** EXCERPT TO READ **
Academy Plastic Model Co., Ltd. (Hangul:아카데미과학주식회사) is a Korean plastic model, chemical, and toy company. It is headquartered in Uijeongbu-Si, Gyeonggi-do, Korea and was established on September 1, 1969. It holds three headquarters: in Seoul, Korea; Gelsenkirchen, Germany; and Rosario, Cavite, Philippines. Academy has developed and supplied over 500 products to more than 60 countries worldwide, and since 1989, Academy has won several Modell des Jahres awards for its product quality. Academy manufacturers plastic model kits, radio controlled cars, battery- and solar-powered educational models, sailboat models, acrylic and enamel model paints, airsoft guns, and various modelling tools and supplies.

Product Lines

Aircraft model kits
Academy produces predominantly aircraft model kits in the 1:72 and 1:48 scales.

Military Miniatures (1/35 scale)
The oldest category in Academy's export line has been the "Military Miniatures" series of 1:35 scale figures and vehicles. The series has focused on World War II military subjects though a growing minority of kits in this line come from later periods. The products are characterized by striking full color paintings on the boxtops, though instructions are generally brief and sometimes poorly translated from original Korean. Academy molds are generally very clean and no flashing is found on their products.

In terms of quality, Academy armor model kits have been reviewed less favorably than competitors such as Tamiya Corporation with some of their kits having accuracy issues. Their recent M3 Lee tank model was criticized in reviews for having incorrect shapes and too-tall suspension units. Their M3 Stuart series were criticized for inaccurate interiors, although Academy is the only company to offer Stuart kits with interior detail on the market.

** GIVEN TASK 1 **
Retype the Academy article word for word, from "Product Lines" to "on their products.".

Named object pointing rows:
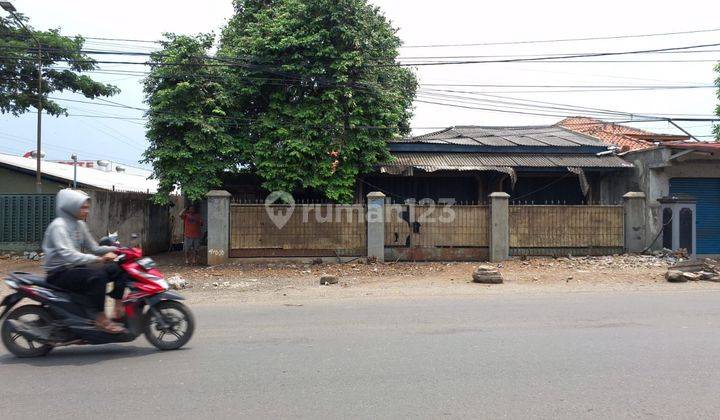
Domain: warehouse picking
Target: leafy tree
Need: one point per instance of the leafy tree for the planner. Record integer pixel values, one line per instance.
(18, 68)
(305, 93)
(319, 83)
(187, 127)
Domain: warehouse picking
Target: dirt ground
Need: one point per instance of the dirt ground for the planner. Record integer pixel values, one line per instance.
(288, 283)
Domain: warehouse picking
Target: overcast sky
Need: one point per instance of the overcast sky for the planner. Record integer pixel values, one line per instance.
(420, 22)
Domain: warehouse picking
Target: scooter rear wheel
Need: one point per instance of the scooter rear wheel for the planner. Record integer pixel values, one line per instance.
(179, 325)
(18, 344)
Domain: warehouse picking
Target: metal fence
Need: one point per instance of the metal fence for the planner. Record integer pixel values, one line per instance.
(24, 218)
(562, 230)
(302, 230)
(416, 232)
(436, 225)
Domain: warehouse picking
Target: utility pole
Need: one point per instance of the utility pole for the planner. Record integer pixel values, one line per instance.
(74, 158)
(38, 152)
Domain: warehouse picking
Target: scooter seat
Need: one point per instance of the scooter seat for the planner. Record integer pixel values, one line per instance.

** GIVEN TASK 2 **
Pick out every row that contains the string "dirt", matching its case exactly.

** FINAL ANSWER 1 **
Product Lines

Aircraft model kits
Academy produces predominantly aircraft model kits in the 1:72 and 1:48 scales.

Military Miniatures (1/35 scale)
The oldest category in Academy's export line has been the "Military Miniatures" series of 1:35 scale figures and vehicles. The series has focused on World War II military subjects though a growing minority of kits in this line come from later periods. The products are characterized by striking full color paintings on the boxtops, though instructions are generally brief and sometimes poorly translated from original Korean. Academy molds are generally very clean and no flashing is found on their products.

** FINAL ANSWER 2 **
Target: dirt ground
Need: one point per instance of the dirt ground for the planner. Record integer pixel values, one line per instance.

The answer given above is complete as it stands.